**DIRECTIVE:** Arrange the lines of the data below as a numbered list, from the line containing "Looking at the screenshot above, point me to the muddy" through the line containing "[226, 730, 312, 794]", inclusive, and leave out any blank lines.
───
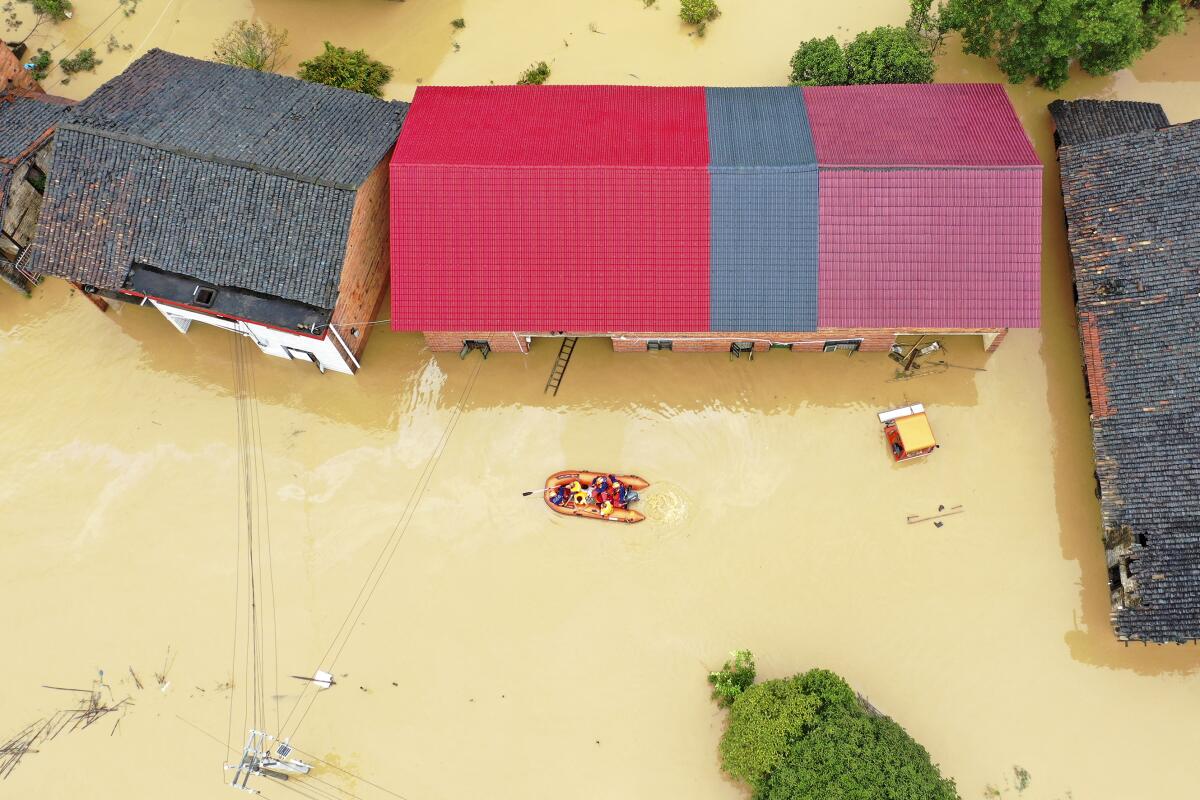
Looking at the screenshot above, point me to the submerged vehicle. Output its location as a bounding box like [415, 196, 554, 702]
[880, 403, 937, 462]
[542, 470, 650, 524]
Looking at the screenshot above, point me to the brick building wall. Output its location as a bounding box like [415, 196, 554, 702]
[332, 152, 391, 359]
[425, 327, 1008, 353]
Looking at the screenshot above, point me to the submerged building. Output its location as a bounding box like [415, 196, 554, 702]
[1050, 100, 1200, 642]
[391, 84, 1042, 351]
[32, 50, 407, 373]
[0, 44, 71, 294]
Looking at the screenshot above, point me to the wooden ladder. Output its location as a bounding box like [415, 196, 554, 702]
[542, 336, 578, 395]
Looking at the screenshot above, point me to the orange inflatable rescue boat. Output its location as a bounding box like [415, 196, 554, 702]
[542, 470, 650, 523]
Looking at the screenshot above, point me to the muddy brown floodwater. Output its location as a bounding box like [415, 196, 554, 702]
[0, 0, 1200, 800]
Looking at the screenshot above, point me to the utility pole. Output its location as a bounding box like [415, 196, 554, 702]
[226, 730, 312, 794]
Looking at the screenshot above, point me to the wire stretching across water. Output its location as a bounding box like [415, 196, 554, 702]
[280, 360, 484, 738]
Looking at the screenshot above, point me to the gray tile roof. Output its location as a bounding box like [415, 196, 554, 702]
[32, 50, 407, 309]
[0, 95, 68, 163]
[67, 49, 407, 187]
[1050, 100, 1169, 146]
[35, 130, 354, 309]
[1058, 109, 1200, 642]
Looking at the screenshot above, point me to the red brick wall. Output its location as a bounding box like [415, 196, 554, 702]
[332, 154, 391, 359]
[425, 329, 1003, 353]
───
**RESPONSE TO THIS TASK:**
1. Looking at the screenshot above, point me to the muddy brown floodwater. Output its location as a bounding box like [415, 196, 554, 702]
2. [0, 0, 1200, 800]
3. Looking at the screenshot above, point me to the utility pole. Output its location as a bounding box like [415, 196, 554, 702]
4. [226, 730, 312, 794]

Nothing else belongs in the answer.